■ Trecho de origem:
☆ ☆ ☆ ☆ ☆

Por que a Geração Z prioriza as relações físicas em vez das afetivas?
Imediatismo, autocentralidade, foco no trabalho e “trauma” fazem com que as pessoas invistam mais em sexo do que em amor
atualizado
Compartilhar notícia
A expressão fast sex, slow love (rápido para transar, devagar para amar, em tradução livre) tem ganhado destaque no universo dos relacionamentos. O conceito se refere a um comportamento da Geração Z de se dedicar mais às relações físicas (sexo) do que às afetivas (namoro ou casamento). Isso mostra que as pessoas estão se dedicando mais a uma fase pré-compromisso e demorando para se envolver em relação séria.
O psicólogo Vitor Barros afirma que a visão de que a relação física é mais importante do que a intimidade afetiva é muito característica do momento que a sociedade vive. “Estamos em um período de imediatismo e constante busca por respostas mais rápidas. Temos visto a descoberta de uma sexualidade mais aflorada e as redes sociais facilitam muito isso, ajudando na exposição do corpo sem filtros moralistas. Além disso, estamos nos tornando uma sociedade cada vez mais individualizada”, explica.
De acordo com o especialista, estudos mostram que a principal mudança das antigas gerações para a atual engloba o conhecimento mais acessível e o empoderamento de correr atrás dos próprios sonhos. “Desde pequenos, somos incentivados a buscar os próprios interesses e levamos isso para dentro das relações amorosas. Também carregamos um grande aprendizado das frustrações amorosas da geração anterior, com alto índice de divórcios”, exemplifica.
E apostar no fast sex, slow love não necessariamente se traduz em sexo abundante e maravilhoso. Vitor esclarece que muitas vezes é possível, principalmente para as mulheres, ter uma vida sexual ativa sem sentir prazer. “O ato sexual em si tem sido visto por muitos como uma forma de liberar endorfina. Mas travas emocionais podem interferir diretamente e criar dificuldades no sexo. Nem sempre estamos manifestando nossa forma de amar quando estamos pelados”, afirma.
Ele acrescenta que do ponto de vista da comunidade psicológica é perceptível a existência de uma frustração muito grande em se relacionar com outras pessoas, de forma geral, porque elas não estão conseguindo se conectar. “Por isso, buscam uma compensação de outra forma. E isso não depende de orientação sexual”, ressalta.
Comparações nas redes sociais
O psicólogo percebe que as novas tecnologias contribuíram de forma prejudicial para que os fatores acima se desenvolvessem. “Chegamos em um ponto em que as pessoas espelham seus relacionamentos nas fotos que os outros postam, que geralmente retratam apenas os momentos felizes, e acham que precisam ser assim também”, analisa.

☆ ☆ ☆ ☆ ☆

■ Enunciado escrito: Transforme em lista o parágrafo da matéria sobre a Geração Z que começa com "O psicólogo Vitor Barros afirma", preservando os fatos principais.

■ Linhas de um conjunto de dados de apontamento:
☆ ☆ ☆ ☆ ☆

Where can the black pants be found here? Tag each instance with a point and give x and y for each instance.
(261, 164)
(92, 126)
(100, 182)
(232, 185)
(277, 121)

☆ ☆ ☆ ☆ ☆

■ Resultado do exercício:
- Segundo o psicólogo Vitor Barros, ver a relação física como mais importante que a intimidade afetiva é muito característico do momento atual da sociedade.
- Vive-se um período de imediatismo e de busca constante por respostas mais rápidas.
- Há a descoberta de uma sexualidade mais aflorada, muito facilitada pelas redes sociais, que ajudam na exposição do corpo sem filtros moralistas.
- A sociedade está se tornando cada vez mais individualizada.